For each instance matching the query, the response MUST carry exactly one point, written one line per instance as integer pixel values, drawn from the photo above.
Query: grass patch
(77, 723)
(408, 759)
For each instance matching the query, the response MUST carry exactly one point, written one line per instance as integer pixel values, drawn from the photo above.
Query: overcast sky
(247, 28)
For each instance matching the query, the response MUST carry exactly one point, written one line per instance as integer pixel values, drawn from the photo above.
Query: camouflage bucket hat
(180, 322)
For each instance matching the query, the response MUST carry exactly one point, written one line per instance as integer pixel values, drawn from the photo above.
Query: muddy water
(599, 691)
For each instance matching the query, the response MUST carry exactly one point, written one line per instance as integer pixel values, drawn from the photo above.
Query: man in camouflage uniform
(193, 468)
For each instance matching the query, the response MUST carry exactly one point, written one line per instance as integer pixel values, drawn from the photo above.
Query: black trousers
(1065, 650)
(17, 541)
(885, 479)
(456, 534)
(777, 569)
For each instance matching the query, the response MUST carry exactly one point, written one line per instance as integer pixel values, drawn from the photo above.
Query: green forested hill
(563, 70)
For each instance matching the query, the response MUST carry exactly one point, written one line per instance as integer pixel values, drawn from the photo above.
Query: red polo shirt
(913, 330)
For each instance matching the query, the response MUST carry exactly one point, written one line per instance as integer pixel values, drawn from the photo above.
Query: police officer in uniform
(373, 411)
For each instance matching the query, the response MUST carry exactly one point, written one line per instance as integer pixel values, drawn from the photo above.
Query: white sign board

★ ★ ★ ★

DESCRIPTION OF THE TASK: Every line of the listing above is to be written out again exactly.

RESULT OF THE TASK:
For each instance matching the query, the response MUST carry exactly one point, written one line per instance as integer pixel values, drawn from the photo above.
Query: grass patch
(77, 723)
(408, 759)
For each instance matching the query, the response MUST carry exactly one point, written one line per instance as integer pixel values, drawn from the photo above.
Query: overcast sky
(247, 28)
For each instance matching the query, the response MUST carry exactly one point, written one line per instance as integer pixel values, drawn from the photo above.
Query: camouflage bucket hat
(180, 322)
For each instance matching the query, the response MUST carry exactly one point, written one line per instance as integer pixel values, drawn from the photo above.
Query: muddy water
(599, 691)
For each instance matching the query, the response MUST carry exactly one point, written one line per instance as integer pixel values, drawn from the photo above.
Query: man in camouflage uniform
(193, 468)
For each instance matching the query, the response MUST carry exactly one point, written one line per instance as integer pixel values, drawn from the photo above.
Query: black trousers
(1065, 650)
(17, 541)
(885, 479)
(456, 534)
(777, 569)
For each instance matching the query, the response MUST carry exactly one point, written one line per instance as integer pixel values, drawn from the photo above.
Query: green forested hill
(563, 70)
For each instance matching the query, the response MUST carry exactly one point, written one line per instance as integer pixel values, drawn from the photo above.
Query: red polo shirt
(913, 330)
For each instance matching the query, the response MUST carry exactly one point, written one line per instance as integer pixel values, drawn from the photo above.
Query: police officer in uniform
(373, 411)
For each instance matching the query, the response MUST carry exactly one point, written one line per instance as integer pixel values, drawn from the photo above.
Query: white sign board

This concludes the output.